'''

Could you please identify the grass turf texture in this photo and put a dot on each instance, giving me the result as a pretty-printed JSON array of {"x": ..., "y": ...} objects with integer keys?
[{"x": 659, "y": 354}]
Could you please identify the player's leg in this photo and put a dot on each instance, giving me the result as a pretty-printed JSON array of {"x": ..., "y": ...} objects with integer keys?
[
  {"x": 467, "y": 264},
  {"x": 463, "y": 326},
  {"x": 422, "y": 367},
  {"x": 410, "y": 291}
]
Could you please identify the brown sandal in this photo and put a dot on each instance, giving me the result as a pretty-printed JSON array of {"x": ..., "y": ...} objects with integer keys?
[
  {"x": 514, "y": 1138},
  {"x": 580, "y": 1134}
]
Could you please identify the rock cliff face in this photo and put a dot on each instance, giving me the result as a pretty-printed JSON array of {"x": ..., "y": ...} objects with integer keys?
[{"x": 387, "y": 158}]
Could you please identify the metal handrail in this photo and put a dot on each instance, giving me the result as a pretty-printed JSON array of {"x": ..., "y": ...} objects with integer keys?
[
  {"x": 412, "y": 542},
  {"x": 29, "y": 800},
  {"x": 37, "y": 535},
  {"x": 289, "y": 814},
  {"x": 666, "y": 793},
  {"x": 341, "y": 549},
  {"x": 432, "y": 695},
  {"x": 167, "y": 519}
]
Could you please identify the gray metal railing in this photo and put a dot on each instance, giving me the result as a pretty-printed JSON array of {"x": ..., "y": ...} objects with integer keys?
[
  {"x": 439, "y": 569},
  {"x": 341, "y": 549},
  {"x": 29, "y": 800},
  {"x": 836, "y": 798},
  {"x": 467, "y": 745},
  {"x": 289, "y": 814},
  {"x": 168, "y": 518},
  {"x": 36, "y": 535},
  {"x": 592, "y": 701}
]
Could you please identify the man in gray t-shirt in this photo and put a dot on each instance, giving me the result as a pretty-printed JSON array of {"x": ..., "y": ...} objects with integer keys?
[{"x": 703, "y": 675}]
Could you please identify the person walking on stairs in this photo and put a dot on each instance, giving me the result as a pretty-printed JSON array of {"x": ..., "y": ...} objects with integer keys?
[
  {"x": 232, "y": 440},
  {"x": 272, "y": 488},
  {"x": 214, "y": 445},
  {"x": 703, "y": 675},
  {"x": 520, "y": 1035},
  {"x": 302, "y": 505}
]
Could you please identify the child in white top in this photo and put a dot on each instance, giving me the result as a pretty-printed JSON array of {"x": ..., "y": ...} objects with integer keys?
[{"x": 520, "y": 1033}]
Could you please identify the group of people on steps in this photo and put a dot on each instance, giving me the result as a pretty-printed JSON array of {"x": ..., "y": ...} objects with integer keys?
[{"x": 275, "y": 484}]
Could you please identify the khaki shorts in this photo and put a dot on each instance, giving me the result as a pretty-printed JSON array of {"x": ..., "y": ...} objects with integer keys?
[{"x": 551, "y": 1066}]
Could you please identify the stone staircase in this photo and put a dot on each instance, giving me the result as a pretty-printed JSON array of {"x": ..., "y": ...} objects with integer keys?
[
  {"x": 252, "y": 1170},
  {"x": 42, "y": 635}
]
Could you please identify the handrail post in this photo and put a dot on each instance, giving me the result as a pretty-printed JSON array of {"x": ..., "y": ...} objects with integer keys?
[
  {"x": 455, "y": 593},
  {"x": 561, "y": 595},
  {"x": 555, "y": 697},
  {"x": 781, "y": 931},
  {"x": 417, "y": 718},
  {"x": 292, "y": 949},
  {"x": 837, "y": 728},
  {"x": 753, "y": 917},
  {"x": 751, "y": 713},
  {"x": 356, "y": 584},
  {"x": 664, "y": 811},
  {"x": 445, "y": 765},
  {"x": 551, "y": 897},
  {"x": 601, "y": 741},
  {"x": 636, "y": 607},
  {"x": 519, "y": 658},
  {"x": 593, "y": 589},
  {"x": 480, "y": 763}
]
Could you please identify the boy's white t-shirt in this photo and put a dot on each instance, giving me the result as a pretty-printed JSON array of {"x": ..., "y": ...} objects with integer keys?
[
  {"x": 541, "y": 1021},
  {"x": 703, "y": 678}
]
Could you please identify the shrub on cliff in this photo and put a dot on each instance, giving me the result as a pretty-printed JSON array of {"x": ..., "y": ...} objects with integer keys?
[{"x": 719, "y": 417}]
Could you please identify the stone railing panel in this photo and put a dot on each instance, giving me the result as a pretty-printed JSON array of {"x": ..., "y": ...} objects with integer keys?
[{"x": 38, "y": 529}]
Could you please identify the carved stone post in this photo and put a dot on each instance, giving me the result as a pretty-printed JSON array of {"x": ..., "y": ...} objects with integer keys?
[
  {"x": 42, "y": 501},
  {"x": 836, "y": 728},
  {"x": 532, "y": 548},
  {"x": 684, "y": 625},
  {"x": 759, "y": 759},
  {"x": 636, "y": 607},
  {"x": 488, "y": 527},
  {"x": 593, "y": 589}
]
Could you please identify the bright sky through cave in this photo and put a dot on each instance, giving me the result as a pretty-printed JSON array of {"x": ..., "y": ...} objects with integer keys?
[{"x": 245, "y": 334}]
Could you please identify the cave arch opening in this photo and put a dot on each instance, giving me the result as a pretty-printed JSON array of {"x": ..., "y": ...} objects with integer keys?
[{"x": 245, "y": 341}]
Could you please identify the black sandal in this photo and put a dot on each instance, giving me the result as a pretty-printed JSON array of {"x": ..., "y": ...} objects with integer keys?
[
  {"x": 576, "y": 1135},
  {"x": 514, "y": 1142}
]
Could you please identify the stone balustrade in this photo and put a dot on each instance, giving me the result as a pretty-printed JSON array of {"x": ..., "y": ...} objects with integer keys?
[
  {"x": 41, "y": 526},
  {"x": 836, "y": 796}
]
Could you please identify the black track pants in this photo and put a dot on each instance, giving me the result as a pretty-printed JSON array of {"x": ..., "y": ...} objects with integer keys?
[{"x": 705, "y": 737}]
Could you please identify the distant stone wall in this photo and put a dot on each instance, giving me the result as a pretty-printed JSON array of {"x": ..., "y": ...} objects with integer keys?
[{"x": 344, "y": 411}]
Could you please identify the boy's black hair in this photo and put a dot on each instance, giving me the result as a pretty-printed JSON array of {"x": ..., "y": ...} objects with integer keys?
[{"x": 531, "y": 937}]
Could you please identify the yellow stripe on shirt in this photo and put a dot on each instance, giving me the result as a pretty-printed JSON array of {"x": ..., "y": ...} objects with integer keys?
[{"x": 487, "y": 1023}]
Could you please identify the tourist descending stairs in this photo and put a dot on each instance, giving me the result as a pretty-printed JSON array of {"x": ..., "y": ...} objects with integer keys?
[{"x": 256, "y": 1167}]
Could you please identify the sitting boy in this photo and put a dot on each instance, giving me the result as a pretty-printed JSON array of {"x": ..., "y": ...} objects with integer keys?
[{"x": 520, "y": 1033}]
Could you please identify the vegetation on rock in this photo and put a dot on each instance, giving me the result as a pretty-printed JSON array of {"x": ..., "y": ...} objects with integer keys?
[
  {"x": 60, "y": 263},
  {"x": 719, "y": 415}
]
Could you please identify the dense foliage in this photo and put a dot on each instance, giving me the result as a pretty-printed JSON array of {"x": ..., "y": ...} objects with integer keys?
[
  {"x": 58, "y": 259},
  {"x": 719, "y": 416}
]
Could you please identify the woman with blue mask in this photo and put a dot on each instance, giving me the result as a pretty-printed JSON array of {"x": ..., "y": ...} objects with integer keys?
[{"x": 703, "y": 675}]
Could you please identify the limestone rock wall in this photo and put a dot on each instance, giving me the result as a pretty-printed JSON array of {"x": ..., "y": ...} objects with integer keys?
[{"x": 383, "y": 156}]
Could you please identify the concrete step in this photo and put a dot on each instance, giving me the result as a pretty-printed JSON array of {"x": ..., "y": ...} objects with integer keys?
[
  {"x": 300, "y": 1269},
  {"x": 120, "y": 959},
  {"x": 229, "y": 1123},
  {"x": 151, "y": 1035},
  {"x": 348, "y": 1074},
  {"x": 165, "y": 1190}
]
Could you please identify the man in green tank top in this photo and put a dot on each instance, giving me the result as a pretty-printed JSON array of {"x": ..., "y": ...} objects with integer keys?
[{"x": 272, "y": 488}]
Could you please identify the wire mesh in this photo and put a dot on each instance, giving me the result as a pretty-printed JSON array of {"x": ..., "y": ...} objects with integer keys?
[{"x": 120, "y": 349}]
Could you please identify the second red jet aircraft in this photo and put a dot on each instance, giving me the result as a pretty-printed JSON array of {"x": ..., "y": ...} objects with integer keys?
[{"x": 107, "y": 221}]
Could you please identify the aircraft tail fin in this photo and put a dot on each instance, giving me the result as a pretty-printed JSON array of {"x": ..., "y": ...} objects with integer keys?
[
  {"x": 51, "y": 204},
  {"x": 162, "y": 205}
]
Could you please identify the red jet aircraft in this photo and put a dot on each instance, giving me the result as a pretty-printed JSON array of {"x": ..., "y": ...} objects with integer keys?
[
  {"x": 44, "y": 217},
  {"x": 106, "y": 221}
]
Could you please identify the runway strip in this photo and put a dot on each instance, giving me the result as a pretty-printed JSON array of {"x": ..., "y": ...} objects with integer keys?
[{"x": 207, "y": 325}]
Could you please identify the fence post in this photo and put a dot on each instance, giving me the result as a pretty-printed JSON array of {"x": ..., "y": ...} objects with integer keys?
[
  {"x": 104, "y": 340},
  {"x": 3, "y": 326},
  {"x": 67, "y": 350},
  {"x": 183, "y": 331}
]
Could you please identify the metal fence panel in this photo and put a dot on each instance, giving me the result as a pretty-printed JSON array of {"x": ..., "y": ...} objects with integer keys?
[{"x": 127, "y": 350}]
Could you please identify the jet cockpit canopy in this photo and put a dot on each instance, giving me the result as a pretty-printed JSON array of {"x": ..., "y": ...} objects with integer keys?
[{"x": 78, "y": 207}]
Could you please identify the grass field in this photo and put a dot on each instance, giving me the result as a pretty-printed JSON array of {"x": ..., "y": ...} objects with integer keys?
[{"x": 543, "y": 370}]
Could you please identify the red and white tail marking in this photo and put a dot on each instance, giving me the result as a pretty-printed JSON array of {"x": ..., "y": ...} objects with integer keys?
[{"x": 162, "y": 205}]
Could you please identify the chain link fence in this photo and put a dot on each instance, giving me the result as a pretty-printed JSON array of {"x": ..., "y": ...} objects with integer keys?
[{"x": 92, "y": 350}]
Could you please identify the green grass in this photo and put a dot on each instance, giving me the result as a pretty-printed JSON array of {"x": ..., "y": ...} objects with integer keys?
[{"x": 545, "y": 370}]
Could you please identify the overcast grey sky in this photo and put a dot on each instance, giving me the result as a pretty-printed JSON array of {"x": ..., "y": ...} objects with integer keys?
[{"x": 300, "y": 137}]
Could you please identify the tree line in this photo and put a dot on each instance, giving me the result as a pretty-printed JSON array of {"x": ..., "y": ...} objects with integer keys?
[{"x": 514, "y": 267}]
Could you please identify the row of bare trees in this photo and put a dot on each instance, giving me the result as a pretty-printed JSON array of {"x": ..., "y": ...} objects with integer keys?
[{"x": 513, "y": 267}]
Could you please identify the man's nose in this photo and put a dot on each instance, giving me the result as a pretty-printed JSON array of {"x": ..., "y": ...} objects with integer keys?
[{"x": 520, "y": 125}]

'''

== Task brief ==
Look above for the line containing "Could you please identify the metal fence", then transcribe it and all lines after it through the last, exactly and with nothing else.

== Output for this task ==
Could you please identify the metal fence panel in this photo and put a dot on each instance, giving me the result as a pretty-printed JSON array of {"x": ..., "y": ...} objects with integer keys?
[{"x": 127, "y": 350}]
Could you please identify the jet cockpit canopy in this photo and put a dot on each instance, giving me the result as a pretty-printed JSON array of {"x": ..., "y": ...} objects with integer keys?
[{"x": 78, "y": 207}]
Could you please identify the grass field in this photo and put a dot on each instance, giving me the result as a pretty-printed JSON array of {"x": ..., "y": ...} objects with integer keys?
[{"x": 543, "y": 370}]
Could you please identify the red and white tail marking in this photo and put a dot on each instance, giving me the result as a pretty-printed JSON array of {"x": ..., "y": ...} objects with integer keys?
[{"x": 162, "y": 205}]
Could you please identify the chain link fence in this photo and put a dot on each instance, giving me the result as a pretty-printed JSON array of {"x": ..., "y": ...} objects with integer keys?
[{"x": 92, "y": 350}]
Could you please identify the green grass in this photo and put a dot on each instance, giving me the result as a pretty-printed JSON array of {"x": ..., "y": ...} objects with integer keys?
[{"x": 545, "y": 370}]
Could you please identify the overcast grey sky in this photo and put a dot on each instance, giving me the result as a pretty-printed JSON array of {"x": ..., "y": ...} objects with integer keys?
[{"x": 300, "y": 137}]
Could you please identify the tree line in this photo and put a dot on each instance, giving me the result as a pretty-printed JSON array of {"x": ..., "y": ...} objects with integer keys?
[{"x": 514, "y": 267}]
Could you please identify the row of bare trees in this photo and put a dot on each instance, giving me the result as a pretty-printed JSON array of {"x": ..., "y": ...} objects with integer keys?
[{"x": 513, "y": 267}]
Could you please identify the man's nose in this photo and put a dot on each instance, giving me the result as a pretty-printed JSON array of {"x": ..., "y": ...} objects with integer keys?
[{"x": 520, "y": 125}]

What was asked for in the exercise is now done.